_Arbeitsauftrag 1:_
Nennen Sie alle Personen, die im Übungstext mit ihrem Namen vorkommen.
_Arbeitsauftrag 2:_
Zitieren Sie aus dem Übungstext den Abschnitt von „Halle/MZ. - Kevin“ bis „grüne Sachen tragen.“.
_Arbeitsauftrag 3:_
Schreiben Sie den Bericht über den kleinen Kevin in der Klinik nach seinem letzten Satz weiter.

_Übungstext:_
<<<<

Von Christoph Karpe 05.09.2005, 19:58

Halle/MZ. - Kevin hat in einer Mischung aus Ängstlichkeit und Neugier die Augen aufgerissen, als sich der Onkel Doktor mit dem lustig-bunten Kopftuch über sein Bettchen beugt und die Narbe auf seinem Bauch sanft berührt. "Nein", haucht der Zweijährige schüchtern auf die Frage, ob er Schmerzen habe und schüttelt tapfer den Kopf.

Dr. Torsten Ullmann lächelt durch den wilden Bart, streicht seinem kleinen Patienten über die Haare und beruhigt ihn. "Das sieht toll aus. In zwei Tagen kannst du nach Hause." Kevin grinst zurück. So richtiges Heimweh scheint er gar nicht zu haben. Die Mutti hat ihn begleitet und liegt im Nachbarbett, im Fernseher läuft ein Zeichentrickfilm und dass dies hier eine Klinik ist, merkt er wohl bloß daran, weil die Mehrzahl der Männer und Frauen, die ihn besuchen, so komische grüne Sachen tragen.

>>>>

_Datenteil:_
<<<<

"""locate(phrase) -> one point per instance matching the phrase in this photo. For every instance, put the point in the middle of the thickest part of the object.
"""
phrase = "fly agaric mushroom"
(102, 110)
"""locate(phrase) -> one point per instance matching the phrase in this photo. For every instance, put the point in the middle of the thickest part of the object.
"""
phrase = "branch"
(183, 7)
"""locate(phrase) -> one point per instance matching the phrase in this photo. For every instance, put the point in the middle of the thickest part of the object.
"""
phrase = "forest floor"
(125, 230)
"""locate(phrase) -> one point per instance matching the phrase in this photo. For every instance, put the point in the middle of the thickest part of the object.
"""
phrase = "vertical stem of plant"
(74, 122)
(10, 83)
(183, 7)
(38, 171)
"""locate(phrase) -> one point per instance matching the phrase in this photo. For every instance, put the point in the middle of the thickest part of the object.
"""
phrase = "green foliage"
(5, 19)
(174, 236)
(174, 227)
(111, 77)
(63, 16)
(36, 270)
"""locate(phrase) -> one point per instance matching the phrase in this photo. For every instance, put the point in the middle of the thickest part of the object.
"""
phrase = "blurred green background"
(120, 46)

>>>>

_Antwortfeld 1:_
Christoph Karpe, Kevin, Dr. Torsten Ullmann

_Antwortfeld 2:_
Halle/MZ. - Kevin hat in einer Mischung aus Ängstlichkeit und Neugier die Augen aufgerissen, als sich der Onkel Doktor mit dem lustig-bunten Kopftuch über sein Bettchen beugt und die Narbe auf seinem Bauch sanft berührt. "Nein", haucht der Zweijährige schüchtern auf die Frage, ob er Schmerzen habe und schüttelt tapfer den Kopf.

Dr. Torsten Ullmann lächelt durch den wilden Bart, streicht seinem kleinen Patienten über die Haare und beruhigt ihn. "Das sieht toll aus. In zwei Tagen kannst du nach Hause." Kevin grinst zurück. So richtiges Heimweh scheint er gar nicht zu haben. Die Mutti hat ihn begleitet und liegt im Nachbarbett, im Fernseher läuft ein Zeichentrickfilm und dass dies hier eine Klinik ist, merkt er wohl bloß daran, weil die Mehrzahl der Männer und Frauen, die ihn besuchen, so komische grüne Sachen tragen.

_Antwortfeld 3:_
"Kevin hatte Verwachsungen im Bauch und einen Nabelbruch. Nichts Schlimmes. Das war eine leichte Operation", erklärt Torsten Ullmann. Der Kinderchirurg gilt als Koryphäe seines Fachs. Aus ganz Mitteldeutschland behandelt er in seiner halleschen Klinik junge Patienten. Warum gerade und ausschließlich Kinder? "Im Erwachsenenbereich ist die Chirurgie zu spezialisiert. Tagein, tagaus stets an der gleichen Stelle zu operieren, wäre mir zu langweilig. Bei älteren Menschen bietet sich oft auch nur die Gelegenheit, Gebrechen zu lindern. Bei Kindern repariert man etwas. Da hat man immer ein Erfolgserlebnis", begründet der 44-jährige zweifache Vater (Katja ist 20, Kristin 13), was er an seinem Beruf so liebt.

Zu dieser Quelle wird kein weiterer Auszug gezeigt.